Regarding your question.. At first, I wasn't entirely sure myself, but some testing seemed to indicate that MinSize implies OptForSize. I'm not sure if this is true under all conditions, or not, but I added an extra check to explicitly check for MinSize, just to be on the safe side.

Thanks,
Zia.

hfinkel added inline comments.
lib/Target/X86/X86ISelDAGToDAG.cpp
289 ↗(On Diff #30606)

This function does not really hoist anything, so maybe name this ShouldHoistImmediateForSize. Even that's confusing, however, because the constants are not actually immediates if they're hoisted, and you intend to enable this even when not optimizing for size. I think I prefer naming it:

bool shouldEncodeConstantAsImmediate

or something like that.

295 ↗(On Diff #30606)

I think that you can remove the MinSize check. I don't have a strong opinion, but Clang always emits both for -Oz and emits OptimizeForSize for -Os. Arguably, we should be checking for both everywhere, but we should make that change, if we make it, globally, not just in this one place.

mkuper added inline comments.Jul 26 2015, 1:20 AM
lib/Target/X86/X86ISelDAGToDAG.cpp
295 ↗(On Diff #30606)

As a side note, there are already a couple of places that do the "or" check.

Admittedly, I wrote one of them myself (in X86CallFrameOpt), but there are at least two other significant places - both the initialization of AArch64DAGToDAGISel and the DAGCombiner constructors have:

ForCodeSize = F->hasFnAttribute(Attribute::OptimizeForSize) ||
              F->hasFnAttribute(Attribute::MinSize);

It would be great to make this consistent across the board, but I agree, that's a separate commit.

qcolombet edited edge metadata.Jul 28 2015, 1:05 PM

Hi Zia,

Have you looked into the ConstantHoisting pass that performs this kind of constant sharing at a function level?

I do not know if that would be the right solution for the given problem, but it looks to me like this is redundant with that pass and less powerful, though the cost model is probably better.

Could you double check?

Thanks,
-Quentin

Hi Quentin,

I believe Zia is on vacation for a few more days, but this is something we've discussed.
The problem is that ConstantHoisting is useless for multiple usages in the same basic block.

→ Stated task 1: Rewrite the stretch of the code review thread from "ForCodeSize = F->hasFnAttribute(Attribute::OptimizeForSize)" through "a function level?", changing "ConstantHoisting" to "ConstantSharing".
→ Stated task 2: Write what comes next in the code review thread on hoisting constants, picking up after its last sentence.

→ Dataset records:
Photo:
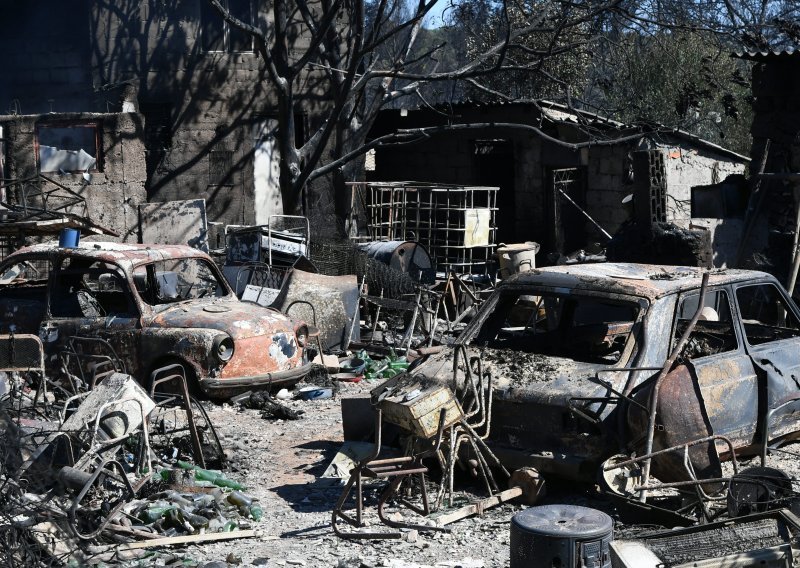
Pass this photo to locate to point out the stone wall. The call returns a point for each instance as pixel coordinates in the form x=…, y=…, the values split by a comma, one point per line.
x=687, y=168
x=776, y=95
x=117, y=184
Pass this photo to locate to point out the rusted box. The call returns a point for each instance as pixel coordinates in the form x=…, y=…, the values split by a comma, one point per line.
x=417, y=408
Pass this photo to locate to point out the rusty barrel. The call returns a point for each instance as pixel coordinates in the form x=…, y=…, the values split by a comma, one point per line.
x=568, y=536
x=404, y=256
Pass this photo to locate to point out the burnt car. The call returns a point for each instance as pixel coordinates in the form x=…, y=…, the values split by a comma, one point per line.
x=573, y=352
x=154, y=305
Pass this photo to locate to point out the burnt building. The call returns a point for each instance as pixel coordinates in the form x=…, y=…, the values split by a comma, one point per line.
x=166, y=98
x=538, y=163
x=775, y=173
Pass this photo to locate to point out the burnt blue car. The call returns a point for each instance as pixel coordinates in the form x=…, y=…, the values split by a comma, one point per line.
x=154, y=305
x=574, y=350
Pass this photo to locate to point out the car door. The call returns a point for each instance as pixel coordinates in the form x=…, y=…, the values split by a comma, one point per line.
x=725, y=375
x=771, y=327
x=91, y=299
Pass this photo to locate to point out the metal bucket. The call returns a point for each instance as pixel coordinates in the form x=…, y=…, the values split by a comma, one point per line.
x=519, y=257
x=567, y=536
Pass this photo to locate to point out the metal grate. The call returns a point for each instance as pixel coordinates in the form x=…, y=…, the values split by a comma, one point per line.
x=456, y=224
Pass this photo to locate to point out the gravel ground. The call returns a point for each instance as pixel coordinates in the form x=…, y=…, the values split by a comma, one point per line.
x=280, y=461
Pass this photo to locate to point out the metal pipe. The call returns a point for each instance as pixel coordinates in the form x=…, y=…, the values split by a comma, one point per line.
x=663, y=373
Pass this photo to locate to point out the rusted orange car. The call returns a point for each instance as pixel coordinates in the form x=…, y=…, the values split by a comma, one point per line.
x=154, y=305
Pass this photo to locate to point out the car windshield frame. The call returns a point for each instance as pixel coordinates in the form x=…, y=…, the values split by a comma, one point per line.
x=160, y=286
x=640, y=304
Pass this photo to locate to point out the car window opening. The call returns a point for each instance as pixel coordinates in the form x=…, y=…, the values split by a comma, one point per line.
x=583, y=328
x=714, y=331
x=177, y=280
x=766, y=316
x=91, y=290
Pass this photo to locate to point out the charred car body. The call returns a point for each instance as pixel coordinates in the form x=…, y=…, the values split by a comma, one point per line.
x=154, y=305
x=573, y=353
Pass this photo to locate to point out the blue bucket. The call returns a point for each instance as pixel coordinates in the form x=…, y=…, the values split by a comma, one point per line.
x=69, y=238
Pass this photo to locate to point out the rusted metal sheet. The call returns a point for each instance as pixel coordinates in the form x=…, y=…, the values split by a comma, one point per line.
x=328, y=302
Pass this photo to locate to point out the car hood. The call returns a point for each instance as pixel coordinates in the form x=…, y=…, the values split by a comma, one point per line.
x=527, y=377
x=238, y=319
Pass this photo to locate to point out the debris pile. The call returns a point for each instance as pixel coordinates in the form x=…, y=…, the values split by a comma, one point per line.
x=102, y=474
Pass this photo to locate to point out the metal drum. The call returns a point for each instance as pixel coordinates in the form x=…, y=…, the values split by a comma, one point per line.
x=561, y=536
x=403, y=256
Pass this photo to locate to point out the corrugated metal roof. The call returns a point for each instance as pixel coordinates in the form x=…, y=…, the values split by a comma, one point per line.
x=559, y=112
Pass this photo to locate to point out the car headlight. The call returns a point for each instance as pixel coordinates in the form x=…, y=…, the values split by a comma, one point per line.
x=302, y=336
x=223, y=348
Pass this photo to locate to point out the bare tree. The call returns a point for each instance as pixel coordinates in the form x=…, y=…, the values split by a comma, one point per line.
x=364, y=56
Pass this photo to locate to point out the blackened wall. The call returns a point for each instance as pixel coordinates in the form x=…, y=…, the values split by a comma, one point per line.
x=203, y=109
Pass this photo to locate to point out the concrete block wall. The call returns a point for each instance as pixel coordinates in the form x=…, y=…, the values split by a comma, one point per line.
x=115, y=190
x=687, y=168
x=606, y=185
x=46, y=50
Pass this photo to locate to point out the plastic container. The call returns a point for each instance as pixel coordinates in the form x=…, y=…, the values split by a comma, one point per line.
x=69, y=238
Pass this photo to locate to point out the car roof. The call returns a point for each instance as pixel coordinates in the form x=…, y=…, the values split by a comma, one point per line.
x=645, y=280
x=125, y=254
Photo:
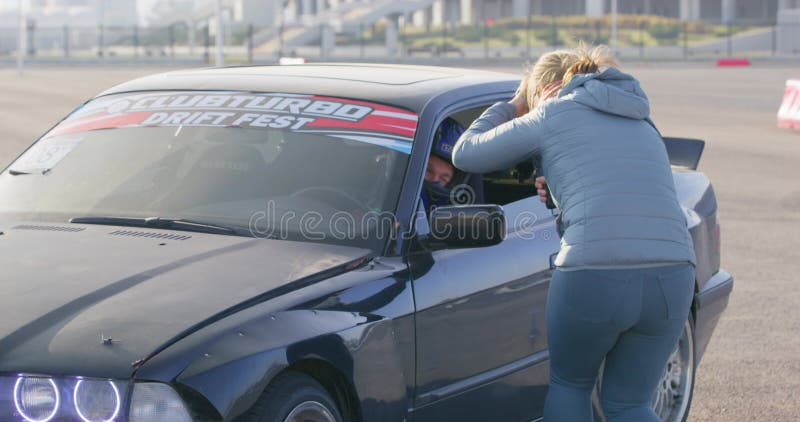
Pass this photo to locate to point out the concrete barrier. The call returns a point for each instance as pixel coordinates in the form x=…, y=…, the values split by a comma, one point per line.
x=789, y=113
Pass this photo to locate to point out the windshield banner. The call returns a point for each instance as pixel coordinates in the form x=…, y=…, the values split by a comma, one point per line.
x=361, y=121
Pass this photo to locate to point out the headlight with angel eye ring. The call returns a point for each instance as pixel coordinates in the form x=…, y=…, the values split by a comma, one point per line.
x=37, y=398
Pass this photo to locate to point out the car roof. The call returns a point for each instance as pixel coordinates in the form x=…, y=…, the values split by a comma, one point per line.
x=406, y=86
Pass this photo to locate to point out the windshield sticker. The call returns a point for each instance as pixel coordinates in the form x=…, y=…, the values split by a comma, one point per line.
x=45, y=154
x=359, y=121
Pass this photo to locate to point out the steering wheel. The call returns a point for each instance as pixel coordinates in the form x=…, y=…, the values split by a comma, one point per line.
x=326, y=198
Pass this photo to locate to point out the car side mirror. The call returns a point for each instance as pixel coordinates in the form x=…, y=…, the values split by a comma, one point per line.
x=465, y=226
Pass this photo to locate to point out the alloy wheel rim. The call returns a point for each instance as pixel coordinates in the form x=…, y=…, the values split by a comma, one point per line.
x=671, y=399
x=310, y=411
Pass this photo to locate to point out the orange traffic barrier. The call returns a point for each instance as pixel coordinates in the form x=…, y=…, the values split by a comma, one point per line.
x=733, y=62
x=789, y=113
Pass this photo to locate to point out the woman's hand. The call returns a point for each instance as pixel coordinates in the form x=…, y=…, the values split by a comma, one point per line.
x=520, y=100
x=551, y=90
x=539, y=183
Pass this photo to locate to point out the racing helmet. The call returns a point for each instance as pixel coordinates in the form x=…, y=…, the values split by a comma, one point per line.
x=444, y=140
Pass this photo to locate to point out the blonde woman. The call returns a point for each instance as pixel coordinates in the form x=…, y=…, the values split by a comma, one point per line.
x=624, y=277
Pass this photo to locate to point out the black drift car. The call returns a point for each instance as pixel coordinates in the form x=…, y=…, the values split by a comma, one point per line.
x=248, y=244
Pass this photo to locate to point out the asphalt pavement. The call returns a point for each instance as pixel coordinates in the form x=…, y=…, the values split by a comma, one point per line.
x=751, y=370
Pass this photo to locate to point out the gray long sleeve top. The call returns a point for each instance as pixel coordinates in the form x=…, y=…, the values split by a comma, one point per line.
x=605, y=164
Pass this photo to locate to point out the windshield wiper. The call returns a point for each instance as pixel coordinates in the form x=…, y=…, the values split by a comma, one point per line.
x=158, y=223
x=23, y=173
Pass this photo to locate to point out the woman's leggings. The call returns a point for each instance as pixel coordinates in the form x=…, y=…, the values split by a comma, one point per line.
x=632, y=319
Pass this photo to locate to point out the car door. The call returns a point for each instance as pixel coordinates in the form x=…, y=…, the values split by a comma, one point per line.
x=480, y=322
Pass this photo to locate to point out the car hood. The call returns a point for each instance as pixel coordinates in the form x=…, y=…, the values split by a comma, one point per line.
x=66, y=289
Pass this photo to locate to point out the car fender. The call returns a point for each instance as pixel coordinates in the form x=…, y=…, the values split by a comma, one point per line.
x=362, y=326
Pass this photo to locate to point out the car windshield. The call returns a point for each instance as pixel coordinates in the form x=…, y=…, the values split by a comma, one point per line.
x=276, y=165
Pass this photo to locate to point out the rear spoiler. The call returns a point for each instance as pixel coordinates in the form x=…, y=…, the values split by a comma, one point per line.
x=684, y=152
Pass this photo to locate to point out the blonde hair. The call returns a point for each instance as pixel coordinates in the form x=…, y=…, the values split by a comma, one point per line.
x=563, y=65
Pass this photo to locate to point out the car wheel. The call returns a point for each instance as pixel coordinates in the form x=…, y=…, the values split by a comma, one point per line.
x=673, y=397
x=294, y=397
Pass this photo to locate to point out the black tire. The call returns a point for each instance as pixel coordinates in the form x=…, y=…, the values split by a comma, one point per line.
x=685, y=392
x=294, y=397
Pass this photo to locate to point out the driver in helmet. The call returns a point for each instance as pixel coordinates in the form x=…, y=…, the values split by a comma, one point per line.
x=444, y=184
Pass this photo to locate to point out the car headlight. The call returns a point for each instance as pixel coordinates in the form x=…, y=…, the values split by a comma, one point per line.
x=96, y=400
x=36, y=399
x=155, y=402
x=43, y=399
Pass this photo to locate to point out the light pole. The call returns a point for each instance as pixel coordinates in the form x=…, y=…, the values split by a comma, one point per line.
x=21, y=41
x=614, y=26
x=220, y=57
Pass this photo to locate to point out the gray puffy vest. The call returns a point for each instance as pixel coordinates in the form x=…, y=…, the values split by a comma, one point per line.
x=606, y=167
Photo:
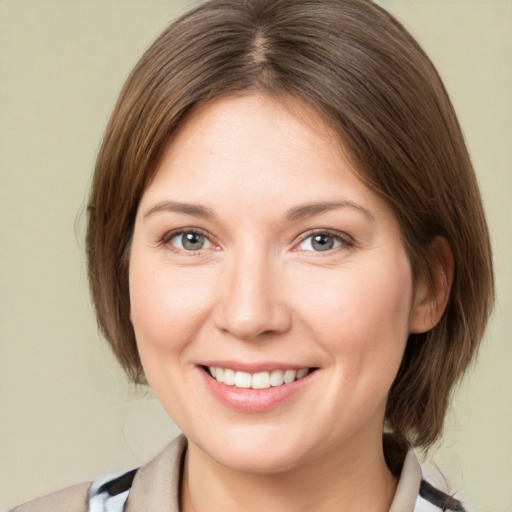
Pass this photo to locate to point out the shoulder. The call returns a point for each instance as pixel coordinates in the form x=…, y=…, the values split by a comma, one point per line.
x=70, y=499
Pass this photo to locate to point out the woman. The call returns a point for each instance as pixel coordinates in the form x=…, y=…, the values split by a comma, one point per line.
x=286, y=240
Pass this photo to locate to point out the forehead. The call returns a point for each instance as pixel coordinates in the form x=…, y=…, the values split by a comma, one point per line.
x=257, y=152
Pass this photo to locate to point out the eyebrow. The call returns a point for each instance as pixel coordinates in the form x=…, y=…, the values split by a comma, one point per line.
x=293, y=215
x=196, y=210
x=310, y=210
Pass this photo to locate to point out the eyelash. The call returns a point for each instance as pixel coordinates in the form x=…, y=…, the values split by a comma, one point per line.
x=166, y=239
x=345, y=240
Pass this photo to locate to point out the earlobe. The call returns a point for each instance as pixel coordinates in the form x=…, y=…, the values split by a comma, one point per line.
x=431, y=298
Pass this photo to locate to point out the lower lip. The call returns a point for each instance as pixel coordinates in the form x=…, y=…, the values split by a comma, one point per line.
x=254, y=400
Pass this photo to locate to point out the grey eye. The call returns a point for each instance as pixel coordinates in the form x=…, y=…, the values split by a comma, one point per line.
x=190, y=241
x=320, y=242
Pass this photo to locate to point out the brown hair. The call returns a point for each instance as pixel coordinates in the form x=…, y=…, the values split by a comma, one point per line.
x=362, y=71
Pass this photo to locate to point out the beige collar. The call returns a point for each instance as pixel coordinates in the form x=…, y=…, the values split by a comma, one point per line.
x=156, y=487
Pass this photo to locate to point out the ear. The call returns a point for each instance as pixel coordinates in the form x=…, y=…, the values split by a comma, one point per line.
x=431, y=298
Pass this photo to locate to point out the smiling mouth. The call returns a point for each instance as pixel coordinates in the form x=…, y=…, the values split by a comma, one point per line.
x=260, y=380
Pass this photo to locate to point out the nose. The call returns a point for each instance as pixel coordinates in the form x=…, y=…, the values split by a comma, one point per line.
x=251, y=304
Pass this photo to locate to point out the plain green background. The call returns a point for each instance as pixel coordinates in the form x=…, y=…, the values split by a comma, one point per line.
x=67, y=414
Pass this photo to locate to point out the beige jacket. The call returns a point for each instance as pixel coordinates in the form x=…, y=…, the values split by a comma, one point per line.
x=155, y=487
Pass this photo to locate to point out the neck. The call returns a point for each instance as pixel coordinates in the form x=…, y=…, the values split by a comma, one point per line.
x=353, y=480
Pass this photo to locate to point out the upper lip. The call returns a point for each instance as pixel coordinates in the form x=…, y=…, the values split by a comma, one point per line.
x=254, y=367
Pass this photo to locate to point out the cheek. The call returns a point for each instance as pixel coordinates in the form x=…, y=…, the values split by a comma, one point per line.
x=360, y=314
x=166, y=305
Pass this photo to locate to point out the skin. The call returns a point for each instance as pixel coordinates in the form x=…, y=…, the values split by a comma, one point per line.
x=258, y=292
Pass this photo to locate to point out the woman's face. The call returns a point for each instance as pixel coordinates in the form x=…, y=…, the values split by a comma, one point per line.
x=259, y=257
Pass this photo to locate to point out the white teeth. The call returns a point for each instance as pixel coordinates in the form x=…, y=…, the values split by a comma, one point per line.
x=260, y=380
x=289, y=376
x=229, y=377
x=243, y=380
x=276, y=378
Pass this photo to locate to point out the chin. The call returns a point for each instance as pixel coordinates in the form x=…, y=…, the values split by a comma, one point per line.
x=258, y=450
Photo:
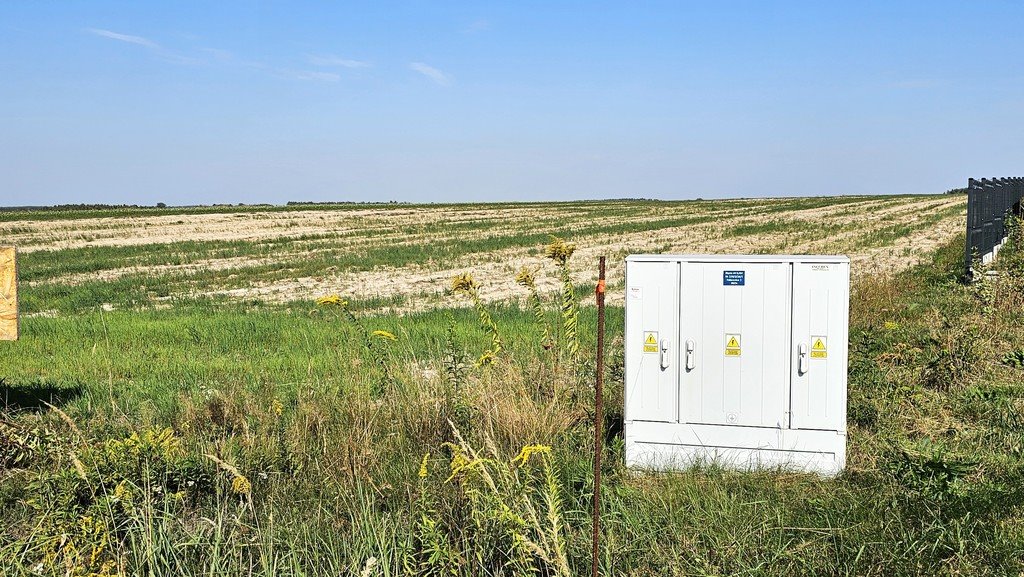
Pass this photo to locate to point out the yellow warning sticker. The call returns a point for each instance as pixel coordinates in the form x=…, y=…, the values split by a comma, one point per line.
x=819, y=347
x=732, y=347
x=650, y=341
x=8, y=293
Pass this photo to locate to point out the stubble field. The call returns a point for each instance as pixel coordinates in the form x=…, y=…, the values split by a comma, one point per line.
x=179, y=404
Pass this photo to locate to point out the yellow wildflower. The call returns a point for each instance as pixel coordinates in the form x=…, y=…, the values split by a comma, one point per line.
x=423, y=466
x=486, y=358
x=559, y=250
x=241, y=485
x=463, y=283
x=525, y=277
x=528, y=451
x=332, y=300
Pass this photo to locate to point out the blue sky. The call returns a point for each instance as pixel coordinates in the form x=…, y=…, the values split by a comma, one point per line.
x=190, y=102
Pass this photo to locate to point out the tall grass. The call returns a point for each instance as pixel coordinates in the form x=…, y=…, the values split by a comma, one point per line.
x=157, y=415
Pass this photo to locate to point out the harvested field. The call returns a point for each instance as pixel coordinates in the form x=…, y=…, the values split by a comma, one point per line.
x=399, y=258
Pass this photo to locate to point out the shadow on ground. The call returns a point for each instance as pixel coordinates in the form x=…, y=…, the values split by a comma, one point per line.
x=33, y=397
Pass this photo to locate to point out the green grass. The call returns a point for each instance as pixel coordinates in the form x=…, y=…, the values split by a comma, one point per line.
x=290, y=399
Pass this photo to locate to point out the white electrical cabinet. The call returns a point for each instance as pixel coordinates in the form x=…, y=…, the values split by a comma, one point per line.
x=740, y=361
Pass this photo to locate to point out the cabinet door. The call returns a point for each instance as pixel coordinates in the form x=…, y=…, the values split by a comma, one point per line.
x=820, y=311
x=651, y=341
x=734, y=339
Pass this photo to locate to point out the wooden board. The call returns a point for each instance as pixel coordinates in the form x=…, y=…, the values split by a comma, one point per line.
x=8, y=293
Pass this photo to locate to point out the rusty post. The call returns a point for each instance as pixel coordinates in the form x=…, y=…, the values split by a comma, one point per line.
x=598, y=415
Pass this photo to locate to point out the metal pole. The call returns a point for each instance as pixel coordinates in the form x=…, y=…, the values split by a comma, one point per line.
x=598, y=415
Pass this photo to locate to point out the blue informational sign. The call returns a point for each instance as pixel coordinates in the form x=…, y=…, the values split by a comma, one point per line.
x=734, y=278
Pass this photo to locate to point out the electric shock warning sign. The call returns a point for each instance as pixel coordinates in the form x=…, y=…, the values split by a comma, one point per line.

→ Task output 1:
ForCodeSize = F->hasFnAttribute(Attribute::OptimizeForSize) ||
              F->hasFnAttribute(Attribute::MinSize);

It would be great to make this consistent across the board, but I agree, that's a separate commit.

qcolombet edited edge metadata.Jul 28 2015, 1:05 PM

Hi Zia,

Have you looked into the ConstantSharing pass that performs this kind of constant sharing at a function level?

→ Task output 2:
That is, consider this test-case from the ConstantHoisting pass:

define i128 @test1(i128 %a) {
  %1 = add i128 %a, 12297829382473034410122878
  %2 = add i128 %1, 12297829382473034410122878
  ret i128 %2
}

After hoisting, we get this:

define i128 @test1(i128 %a) {
  %const = bitcast i128 12297829382473034410122878 to i128
  %1 = add i128 %a, %const
  %2 = add i128 %1, %const
  ret i128 %2
}

From the DAG's point of view, this is basically a no-op. That is, given this:

define i32 @test1(i32 %a) {
  %const = bitcast i32 42 to i32 
  %1 = add i32 %a, %const
  %2 = add i32 %1, %const
  ret i32 %2
}

We sill still pull the constant into the instruction during selection.

It's true that we also want to make the ConstantHoisting heuristic smarter to handle the multi-basic-block cases better, but the instruction selection changes are needed regardless of that.

Hi Michael,

I am not sure I understand this part:

We sill still pull the constant into the instruction during selection.

I thought ConstantHoisting was marking the constants as opaque so that this cannot happen. What am I missing?

[...] but the instruction selection changes are needed regardless of that.

Which ones are needed?

Thanks,
-Quentin

Hi Michael,

I am not sure I understand this part:

We sill still pull the constant into the instruction during selection.

I thought ConstantHoisting was marking the constants as opaque so that this cannot happen. What am I missing?

Not opaque enough.
It's opaque in terms of cross-basic-block propagation, but not within a block.
That is, for this:

define i32 @test1(i32 %a) {
  %const = bitcast i32 42 to i32 
  br label %next
next:
  %1 = add i32 %a, %const
  %2 = add i32 %1, %const
  ret i32 %2
}

define i32 @test2(i32 %a) {
  %const = bitcast i32 42 to i32 
  %1 = add i32 %a, %const
  %2 = add i32 %1, %const
  ret i32 %2
}

We get:

test1:                                  # @test1
        movl    4(%esp), %eax
        movl    $42, %ecx
        addl    %ecx, %eax
        addl    %ecx, %eax
        retl

test2:                                  # @test2
        movl    4(%esp), %eax
        addl    $42, %eax
        addl    $42, %eax
        retl

[...] but the instruction selection changes are needed regardless of that.

Which ones are needed?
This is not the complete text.